** Opening EXTRACTED TEXT block **

Bankruptcy ¡@=318(1), 421(1) — Claim for preference provable debt against creditor’s estate* and barred by his discharge.
The claim of a trustee in bankruptcy against a creditor for a preference received is one on which an action in assumpsit might be maintained, and is provable in bankruptcy against the estate of the creditor, under Bankruptcy Act, § 63a (4), being Comp. St. § 9647, and barred by his discharge.
In Equity. Suit by Henry V. Cunningham, trustee in bankruptcy of Charles Ponzi against H. M. Eeinsilver.
Decree for defendant.
John C. Bills, Jr., William R. Sears, and Martin Witte, all of Boston, Mass., for plaintiff.
E. Philip Finn, of Boston, Mass., and S. Thakson, for defendant.
[MAJORITY — MORTON, District Judge.]
MORTON, District Judge.
This is an action to recover a preference. The plaintiff is entitled to a decree unless his right is barred by the defendant’s discharge in bankruptcy. It is admitted that the defendant was adjudicated a bankrupt on February 3, 1921, in this court, and discharged on May 1, 1923, and that the present claim was scheduled by him in the bankruptcy proceedings.

** Closing EXTRACTED TEXT block **

• [DIRECTIVE 1]
Name each attorney the bankruptcy case lists as appearing for the plaintiff.
• [DIRECTIVE 2]
Continue the bankruptcy case from its final sentence.
The data that comes next is separate material and is not part of the bankruptcy case.

** Opening GIVEN DATA block **

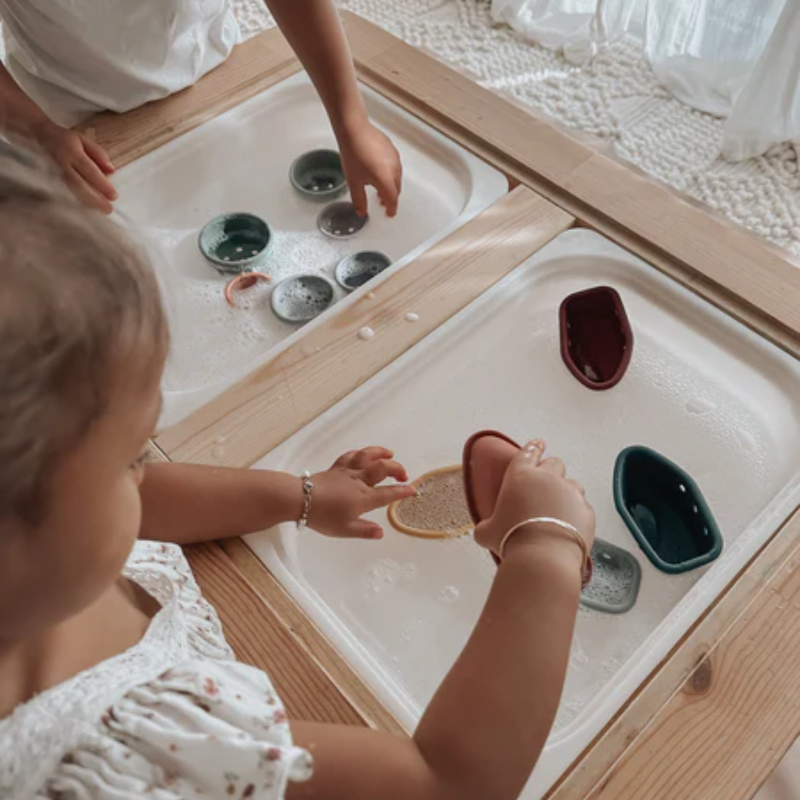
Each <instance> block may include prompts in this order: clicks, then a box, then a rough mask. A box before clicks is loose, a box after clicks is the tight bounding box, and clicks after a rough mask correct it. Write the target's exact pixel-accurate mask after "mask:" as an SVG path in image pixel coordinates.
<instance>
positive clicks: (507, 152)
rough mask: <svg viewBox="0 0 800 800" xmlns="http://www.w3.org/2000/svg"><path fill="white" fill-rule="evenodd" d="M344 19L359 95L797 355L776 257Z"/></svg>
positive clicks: (732, 232)
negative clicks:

** Closing GIVEN DATA block **

• [EXERCISE RESULT 1]
John C. Bills, Jr.; William R. Sears; Martin Witte

• [EXERCISE RESULT 2]
If the plaintiff’s claim was provable it was discharged. Crawford v. Burke, 195 U. S. 176, 25 S. Ct. 9, 49 L. Ed. 147. Whether it was provable depends upon Bankruptcy Act, § 63. The only clause of that section within which it could fall is “a (4),” as being “founded * * * upon a contract express or implied.” The obligation to repay a preference does not arise until the adjudication, 'the appointment of a trustee, the disaffirmance of the transaction by the trustee, and a demand by him for repayment. All these steps it lay within the power of the Ponzi trustees to take at and before the date when the defendant became bankrupt. In Crawford v. Burke, supra, the plaintiff had a claim for property wrongfully converted by a broker. The plaintiff might have sued in assumpsit on such a claim. He elected not to do so, but to proceed .in tort. It was held, nevertheless, that the claim was provable and was discharged. This case has been recognized as establishing the principle that, as stated by Collier on Bankruptcy, “if a party has a cause of action which at his election he may maintain either upon contract or in tort, then such cause of action becomes a provable debt.” 13th Ed. p. 1406, citing eases.
The defendant’s estate in bankruptcy was increased by the amount which he received as a preference from Ponzi. While the right of the Ponzi trustees to recover it did not in actual fact rest upon any contract express or implied but was of purely statutory character, it could have been asserted in an action of assumpsit, being in this respect like torts by which a bankrupt’s estate has been enriched. Clarke v. Rogers, 183 F. 518, 106 C. C. A. 64 (C. C. A. 1st). It was therefore barred.
Decree for defendant.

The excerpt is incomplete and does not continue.